Science is one step closer to figuring out how cells process the breakdown of glucose (sugar) and fat. Researchers from the Centro Nacional de Investigaciones Cardiovasculares (CNIC) have outlined the signals and molecules that are activated during fat to sugar digestion, which are necessary at certain times to guarantee efficient use of nutrients.

The study, which was published in Cell Metabolism, describes the process that cells go through in order to optimize and regulate their ability to use sugars and fats as food sources, and how different factors can affect the cells. Some cells prefer sugars over fats, while others can switch from one nutrient to another. Researchers knew why cells changed how they broke down nutrients, but now they finally know what and how the nutrient's sugar and fat are broken down, thanks to one key trigger.

“The real digestion of foods takes place in all the cells of the body,” said lead Dr. José Antonio Enríquez, the study’s lead author.

The cells have their own system with rules that allow them to capture certain nutrient molecules and transport them to a place where they’ll be ideally used, and if there’s a surplus of nutrients, cells can choose to discard undesirable molecules.

Nutrients are attracted to the mitochondria, known as the powerhouse of the cell. This specialized organelle triggers nutrients to release the energy held in their chemical bonds. Sugars and fat are both burned in the mitochondria, but since certain cells are inclined to burn one or the other as their main fuel source, the cells adjust themselves.

"This adjustment can be likened to refitting your boiler to burn natural gas or butane,” Enríquez said.

The amount of nutrients that are made available to cells depends on a person’s diet, exercise, activation of the immune system in the case of sickness, and also fasting periods. Cells must adapt themselves to these changes in order to use the nutrients given to them as efficiently as possible. For example, if the body is fighting off an infection, the immune system is working hard and, even if cells are receiving the same type and amount of nutrients, the cells will adjust themselves to burn more sugar and use less fat.

§ Excerpted records:
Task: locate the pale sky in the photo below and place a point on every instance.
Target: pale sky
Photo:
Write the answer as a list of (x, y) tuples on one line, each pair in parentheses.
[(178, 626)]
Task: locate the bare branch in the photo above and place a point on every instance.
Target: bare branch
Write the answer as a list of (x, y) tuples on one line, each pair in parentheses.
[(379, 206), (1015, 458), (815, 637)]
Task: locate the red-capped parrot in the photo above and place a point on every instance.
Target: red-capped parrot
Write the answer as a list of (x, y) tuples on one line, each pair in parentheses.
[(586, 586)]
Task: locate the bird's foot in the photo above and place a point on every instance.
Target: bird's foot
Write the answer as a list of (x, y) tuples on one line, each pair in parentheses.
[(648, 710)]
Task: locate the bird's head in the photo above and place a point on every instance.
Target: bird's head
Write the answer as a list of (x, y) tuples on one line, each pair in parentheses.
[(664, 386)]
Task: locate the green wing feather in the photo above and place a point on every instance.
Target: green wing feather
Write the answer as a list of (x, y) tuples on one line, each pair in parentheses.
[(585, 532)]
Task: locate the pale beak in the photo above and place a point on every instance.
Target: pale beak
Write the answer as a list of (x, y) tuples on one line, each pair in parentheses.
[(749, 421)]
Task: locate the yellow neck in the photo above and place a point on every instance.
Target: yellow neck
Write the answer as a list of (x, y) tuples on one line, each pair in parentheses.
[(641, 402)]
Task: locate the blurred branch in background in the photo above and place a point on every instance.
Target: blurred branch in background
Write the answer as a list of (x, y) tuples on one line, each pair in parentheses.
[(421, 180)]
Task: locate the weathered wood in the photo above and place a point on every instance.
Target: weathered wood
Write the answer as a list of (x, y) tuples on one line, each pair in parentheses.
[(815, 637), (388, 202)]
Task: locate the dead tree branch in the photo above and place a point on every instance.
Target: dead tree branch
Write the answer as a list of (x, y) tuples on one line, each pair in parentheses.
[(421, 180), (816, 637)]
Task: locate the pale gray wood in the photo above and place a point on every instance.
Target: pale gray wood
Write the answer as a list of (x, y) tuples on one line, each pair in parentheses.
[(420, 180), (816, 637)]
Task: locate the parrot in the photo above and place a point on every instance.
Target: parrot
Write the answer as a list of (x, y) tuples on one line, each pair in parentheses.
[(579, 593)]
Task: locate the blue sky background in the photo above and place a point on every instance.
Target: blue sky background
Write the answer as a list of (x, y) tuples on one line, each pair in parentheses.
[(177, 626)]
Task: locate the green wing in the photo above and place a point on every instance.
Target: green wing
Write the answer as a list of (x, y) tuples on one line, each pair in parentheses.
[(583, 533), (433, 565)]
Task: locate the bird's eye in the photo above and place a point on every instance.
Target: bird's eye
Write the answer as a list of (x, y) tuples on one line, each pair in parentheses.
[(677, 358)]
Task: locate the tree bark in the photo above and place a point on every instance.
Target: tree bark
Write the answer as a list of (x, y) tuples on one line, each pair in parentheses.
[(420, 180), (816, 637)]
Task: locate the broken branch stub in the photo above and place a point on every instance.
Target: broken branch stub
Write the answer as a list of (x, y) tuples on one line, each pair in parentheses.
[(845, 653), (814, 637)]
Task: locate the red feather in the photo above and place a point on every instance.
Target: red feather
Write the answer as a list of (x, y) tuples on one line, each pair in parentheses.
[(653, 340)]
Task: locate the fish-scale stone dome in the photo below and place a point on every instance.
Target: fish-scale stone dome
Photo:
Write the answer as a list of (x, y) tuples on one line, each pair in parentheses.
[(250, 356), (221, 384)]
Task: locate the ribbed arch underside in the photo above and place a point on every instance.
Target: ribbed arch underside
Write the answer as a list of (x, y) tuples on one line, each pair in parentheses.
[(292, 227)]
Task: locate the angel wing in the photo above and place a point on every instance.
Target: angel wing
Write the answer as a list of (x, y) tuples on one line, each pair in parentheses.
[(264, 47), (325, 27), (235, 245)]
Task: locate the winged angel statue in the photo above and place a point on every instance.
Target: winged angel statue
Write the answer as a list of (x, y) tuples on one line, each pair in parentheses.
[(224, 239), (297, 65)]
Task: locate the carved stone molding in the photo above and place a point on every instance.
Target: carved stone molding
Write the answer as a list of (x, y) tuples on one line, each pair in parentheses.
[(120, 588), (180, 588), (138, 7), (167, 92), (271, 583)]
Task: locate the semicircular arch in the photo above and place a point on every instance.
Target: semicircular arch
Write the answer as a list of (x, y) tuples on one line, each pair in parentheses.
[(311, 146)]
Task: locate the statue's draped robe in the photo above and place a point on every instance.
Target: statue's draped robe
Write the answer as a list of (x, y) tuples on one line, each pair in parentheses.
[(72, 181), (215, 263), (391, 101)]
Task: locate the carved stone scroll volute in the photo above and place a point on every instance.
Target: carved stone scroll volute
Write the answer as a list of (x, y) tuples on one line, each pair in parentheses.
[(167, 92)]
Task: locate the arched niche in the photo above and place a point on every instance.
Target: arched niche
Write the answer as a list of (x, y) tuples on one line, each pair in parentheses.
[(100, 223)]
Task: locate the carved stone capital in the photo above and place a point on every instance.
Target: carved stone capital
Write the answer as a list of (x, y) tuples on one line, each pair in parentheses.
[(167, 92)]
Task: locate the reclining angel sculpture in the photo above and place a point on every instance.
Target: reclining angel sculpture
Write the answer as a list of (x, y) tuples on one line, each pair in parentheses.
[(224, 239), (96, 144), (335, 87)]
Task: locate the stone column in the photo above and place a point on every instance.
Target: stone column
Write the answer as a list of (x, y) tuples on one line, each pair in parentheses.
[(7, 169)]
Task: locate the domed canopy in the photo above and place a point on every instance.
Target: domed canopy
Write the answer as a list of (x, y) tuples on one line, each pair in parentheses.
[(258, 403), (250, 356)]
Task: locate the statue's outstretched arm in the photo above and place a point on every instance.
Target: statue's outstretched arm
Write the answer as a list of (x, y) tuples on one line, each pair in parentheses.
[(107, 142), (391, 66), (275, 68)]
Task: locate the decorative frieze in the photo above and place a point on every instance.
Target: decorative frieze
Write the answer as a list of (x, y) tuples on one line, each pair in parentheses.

§ Exercise instructions:
- a) How would you put this sentence from the article on how cells burn sugar and fat into Spanish: "Nutrients are attracted to the mitochondria, known as the powerhouse of the cell."?
- b) Can you sum up the article on how cells burn sugar and fat in two sentences?
- c) Could you extend the article on how cells burn sugar and fat, picking up right after its final sentence?

§ Results in order:
- a) Los nutrientes son atraídos hacia las mitocondrias, conocidas como la central energética de la célula.

- b) In a study published in Cell Metabolism, CNIC researchers have outlined the signals and molecules that cells activate when breaking down sugar and fat, both of which are burned in the mitochondria. Because the nutrients available to cells depend on diet, exercise, immune activation and fasting, cells adjust how they use them, for example burning more sugar and less fat while the body fights an infection.

- c)
Mitochondria’s adjustment to certain factors is called the electron transport chain (ETC). Previously, researchers didn’t know how the cells would adjust to certain signals, but they've recently discovered an additional gas that mitochondria uses to burn sugars and fats aside from oxygen, water, and carbon dioxide. The relative oxygen species (ROS) and hydrogen peroxide (H2O2) is produced.

"The ETC was known to adapt, but the signals that promote this change and the molecules responsible for it were not known," Enriquez said.

When H2O2 is produced, it activates a sensor called Fgr-tyrosine kinase (Fgr), which tells the ETC that it isn’t burning fatty acids arriving in the mitochondria efficiently. The cell adjusts itself and begins to optimize burning fatty acids. Fgr is the key mechanism that researchers can now recognize as the trigger cells use to breakdown fats from sugars.

The research team believes there is another molecule that is used to act as an alarm to tell ETC to switch back to burning fats to sugars, just like Fgr does for the reverse.